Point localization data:
···
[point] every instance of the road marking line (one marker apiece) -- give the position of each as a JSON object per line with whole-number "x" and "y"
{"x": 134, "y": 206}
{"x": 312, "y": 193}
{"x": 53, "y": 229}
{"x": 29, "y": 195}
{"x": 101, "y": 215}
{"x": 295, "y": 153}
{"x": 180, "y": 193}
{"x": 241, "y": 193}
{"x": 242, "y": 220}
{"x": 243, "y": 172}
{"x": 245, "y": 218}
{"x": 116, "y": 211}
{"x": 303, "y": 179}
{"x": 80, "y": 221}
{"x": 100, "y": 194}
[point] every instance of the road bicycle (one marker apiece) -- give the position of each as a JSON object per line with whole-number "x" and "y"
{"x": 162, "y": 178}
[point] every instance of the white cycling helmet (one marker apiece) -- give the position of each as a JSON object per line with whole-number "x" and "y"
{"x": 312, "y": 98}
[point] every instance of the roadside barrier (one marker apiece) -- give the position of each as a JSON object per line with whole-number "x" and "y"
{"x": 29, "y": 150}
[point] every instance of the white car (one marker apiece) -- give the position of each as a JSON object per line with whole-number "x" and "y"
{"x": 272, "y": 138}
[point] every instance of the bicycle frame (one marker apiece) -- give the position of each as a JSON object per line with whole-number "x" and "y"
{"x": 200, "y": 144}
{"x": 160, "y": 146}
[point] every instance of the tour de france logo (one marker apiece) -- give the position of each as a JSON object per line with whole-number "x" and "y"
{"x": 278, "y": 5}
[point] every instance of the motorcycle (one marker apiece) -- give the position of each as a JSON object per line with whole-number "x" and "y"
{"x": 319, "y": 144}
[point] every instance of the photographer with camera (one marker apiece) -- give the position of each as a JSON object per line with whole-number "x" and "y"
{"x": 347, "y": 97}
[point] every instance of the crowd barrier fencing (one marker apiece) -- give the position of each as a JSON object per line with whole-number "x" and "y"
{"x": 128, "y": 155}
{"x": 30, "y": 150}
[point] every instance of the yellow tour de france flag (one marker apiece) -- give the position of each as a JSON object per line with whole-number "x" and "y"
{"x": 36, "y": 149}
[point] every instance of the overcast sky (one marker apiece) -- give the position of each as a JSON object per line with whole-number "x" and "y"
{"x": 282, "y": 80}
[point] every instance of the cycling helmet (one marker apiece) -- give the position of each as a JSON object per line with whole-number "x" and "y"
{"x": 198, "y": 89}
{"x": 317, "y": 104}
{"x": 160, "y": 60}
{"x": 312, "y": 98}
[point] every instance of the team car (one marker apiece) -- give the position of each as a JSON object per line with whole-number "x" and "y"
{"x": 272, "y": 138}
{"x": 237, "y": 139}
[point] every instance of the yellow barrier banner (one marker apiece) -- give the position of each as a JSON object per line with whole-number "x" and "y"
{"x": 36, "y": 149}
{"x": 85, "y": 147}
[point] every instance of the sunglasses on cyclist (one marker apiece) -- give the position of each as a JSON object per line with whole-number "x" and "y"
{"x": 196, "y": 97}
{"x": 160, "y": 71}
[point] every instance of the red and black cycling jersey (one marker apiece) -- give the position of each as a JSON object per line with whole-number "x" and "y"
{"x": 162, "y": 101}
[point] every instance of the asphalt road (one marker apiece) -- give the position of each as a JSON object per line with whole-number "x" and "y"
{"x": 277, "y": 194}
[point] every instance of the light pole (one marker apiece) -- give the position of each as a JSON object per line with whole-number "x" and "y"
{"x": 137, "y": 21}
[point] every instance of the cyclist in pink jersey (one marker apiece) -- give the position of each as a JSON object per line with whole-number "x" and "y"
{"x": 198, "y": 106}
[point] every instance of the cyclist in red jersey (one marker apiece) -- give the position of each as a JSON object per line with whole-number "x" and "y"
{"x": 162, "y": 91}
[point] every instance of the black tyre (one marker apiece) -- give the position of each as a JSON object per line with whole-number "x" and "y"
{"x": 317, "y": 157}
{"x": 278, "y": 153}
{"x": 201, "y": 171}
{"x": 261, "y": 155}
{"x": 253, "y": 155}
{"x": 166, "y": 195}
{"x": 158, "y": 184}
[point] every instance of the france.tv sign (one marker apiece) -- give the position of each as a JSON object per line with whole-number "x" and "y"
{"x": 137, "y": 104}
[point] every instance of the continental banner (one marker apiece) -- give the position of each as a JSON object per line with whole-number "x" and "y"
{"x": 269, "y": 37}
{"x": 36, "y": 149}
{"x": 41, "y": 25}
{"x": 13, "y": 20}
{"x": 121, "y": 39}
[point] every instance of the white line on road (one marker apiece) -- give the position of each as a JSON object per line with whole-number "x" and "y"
···
# [Assigned task]
All lines starting at the one holding "[point] every instance of the black" and ending at the last line above must be output exactly, and no other line may appear.

# [Response for this exercise]
[point] every instance of the black tyre (one marker apiece) -- give the position of each as a JSON object per line with whole-number "x" and "y"
{"x": 317, "y": 157}
{"x": 278, "y": 153}
{"x": 201, "y": 171}
{"x": 261, "y": 155}
{"x": 253, "y": 155}
{"x": 166, "y": 195}
{"x": 158, "y": 184}
[point] every instance of the france.tv sign (one marker apiece) -- give the position of each as a JSON object per line with whole-number "x" and "y"
{"x": 137, "y": 104}
[point] every instance of the continental banner (one marker apiece) -- give the position of each as a JSON object per line with whole-number "x" and "y"
{"x": 269, "y": 37}
{"x": 36, "y": 149}
{"x": 41, "y": 25}
{"x": 13, "y": 20}
{"x": 121, "y": 39}
[point] every instance of the white line on road (one marker apiece) -- give the position of each as a JSON object per line with whole-number "x" and "y"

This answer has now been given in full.